### WORK TO BE COMPLETED
The entries below should be quoted exactly, with no pictures carried over.

### Extracted data entries
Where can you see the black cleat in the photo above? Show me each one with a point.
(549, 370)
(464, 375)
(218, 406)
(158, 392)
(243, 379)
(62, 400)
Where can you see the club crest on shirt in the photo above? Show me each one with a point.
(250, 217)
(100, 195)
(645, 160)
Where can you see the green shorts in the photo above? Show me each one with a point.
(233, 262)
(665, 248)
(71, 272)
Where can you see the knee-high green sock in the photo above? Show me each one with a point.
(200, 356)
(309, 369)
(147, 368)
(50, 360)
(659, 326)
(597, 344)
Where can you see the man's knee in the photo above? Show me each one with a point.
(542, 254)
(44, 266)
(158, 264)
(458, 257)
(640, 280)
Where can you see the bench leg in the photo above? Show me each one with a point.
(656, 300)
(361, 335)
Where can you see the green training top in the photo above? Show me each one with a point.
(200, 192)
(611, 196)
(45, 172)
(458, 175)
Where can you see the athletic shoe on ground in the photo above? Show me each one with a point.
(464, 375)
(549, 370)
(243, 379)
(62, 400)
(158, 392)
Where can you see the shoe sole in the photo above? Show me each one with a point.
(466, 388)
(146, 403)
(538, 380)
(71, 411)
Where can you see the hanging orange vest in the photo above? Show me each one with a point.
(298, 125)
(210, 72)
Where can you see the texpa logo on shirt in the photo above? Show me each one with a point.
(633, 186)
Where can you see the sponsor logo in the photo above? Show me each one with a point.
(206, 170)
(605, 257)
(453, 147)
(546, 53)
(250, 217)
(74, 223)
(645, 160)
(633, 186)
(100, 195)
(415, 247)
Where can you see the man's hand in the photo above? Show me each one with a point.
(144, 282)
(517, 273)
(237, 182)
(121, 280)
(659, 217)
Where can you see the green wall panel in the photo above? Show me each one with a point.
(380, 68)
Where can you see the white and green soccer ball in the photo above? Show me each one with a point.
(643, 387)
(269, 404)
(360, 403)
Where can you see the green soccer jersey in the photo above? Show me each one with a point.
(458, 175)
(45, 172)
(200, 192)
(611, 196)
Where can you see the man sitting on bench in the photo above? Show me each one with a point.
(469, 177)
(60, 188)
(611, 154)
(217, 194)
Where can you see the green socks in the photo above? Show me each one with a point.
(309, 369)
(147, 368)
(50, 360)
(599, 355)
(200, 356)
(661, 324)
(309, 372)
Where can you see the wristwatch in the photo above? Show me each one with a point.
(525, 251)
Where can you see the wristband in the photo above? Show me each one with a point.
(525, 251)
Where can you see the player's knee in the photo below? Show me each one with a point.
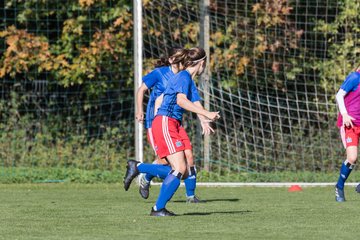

### YOUR SOLUTION
Where can you see the black cleat in the photo above? Show me each one with a point.
(549, 370)
(464, 375)
(218, 406)
(158, 392)
(243, 379)
(62, 400)
Where can you see the club crest on shirt in the photo above? Show me each one with a point.
(250, 217)
(100, 195)
(645, 160)
Where can you see the green shorts in the photo above? Show me each one with a point.
(233, 262)
(665, 248)
(71, 272)
Where can you see the knee-high green sock in the photo above? Show me each one with a point.
(200, 356)
(309, 369)
(147, 368)
(50, 360)
(659, 326)
(597, 344)
Where can you see the man's knee in the photo above? Show me each one with a point.
(542, 254)
(44, 266)
(158, 264)
(458, 257)
(640, 280)
Where can you see the bench leg in the photo above? Show me each one with a point.
(656, 300)
(361, 335)
Where can you see the green training top in the photo above? Show me each one with a point.
(200, 192)
(611, 196)
(45, 172)
(458, 175)
Where can you see the athletic shoe on ground in the photo above? Show me each one with a point.
(464, 375)
(549, 370)
(243, 379)
(62, 400)
(158, 392)
Where can you see the shoe sole in the photo above? Show me each one with a point.
(466, 388)
(146, 403)
(538, 380)
(71, 411)
Where can you see the hanging orange vest in the photo above? Show me each one with a point.
(298, 125)
(210, 72)
Where can you see the texpa logo on shirt in the photo above? Show me each one with a point.
(633, 186)
Where can you see the sponsor logo in the photo above? Show me each one with a point.
(206, 170)
(605, 257)
(453, 147)
(546, 53)
(250, 217)
(74, 223)
(645, 160)
(633, 186)
(100, 195)
(415, 247)
Where can you see the man's hand in the photo above? Show me each one with a point.
(144, 282)
(517, 273)
(237, 182)
(121, 280)
(659, 217)
Where can you see the green wall panel in the photo above? Show me each one with a point.
(380, 68)
Where can you see the white and green soccer ball in the photo above? Show me each one with a point.
(643, 387)
(269, 404)
(360, 403)
Where can you see the green soccer jersey in the photo above? Show me each one with a point.
(458, 175)
(45, 172)
(200, 192)
(611, 196)
Where can you see the man sitting on bench in the photo above? Show me each one with a point.
(469, 177)
(60, 188)
(611, 154)
(217, 194)
Where can you see the green socks in the photo above? Show me each one with a point.
(309, 369)
(147, 368)
(50, 360)
(599, 355)
(200, 356)
(661, 324)
(309, 372)
Where can you see the wristwatch in the photo above? Show me each one with a point.
(525, 251)
Where can you see the wristband in the photo above? Show me each one with a point.
(525, 251)
Where can you see the player's knee in the photo below? Show me each one with a point.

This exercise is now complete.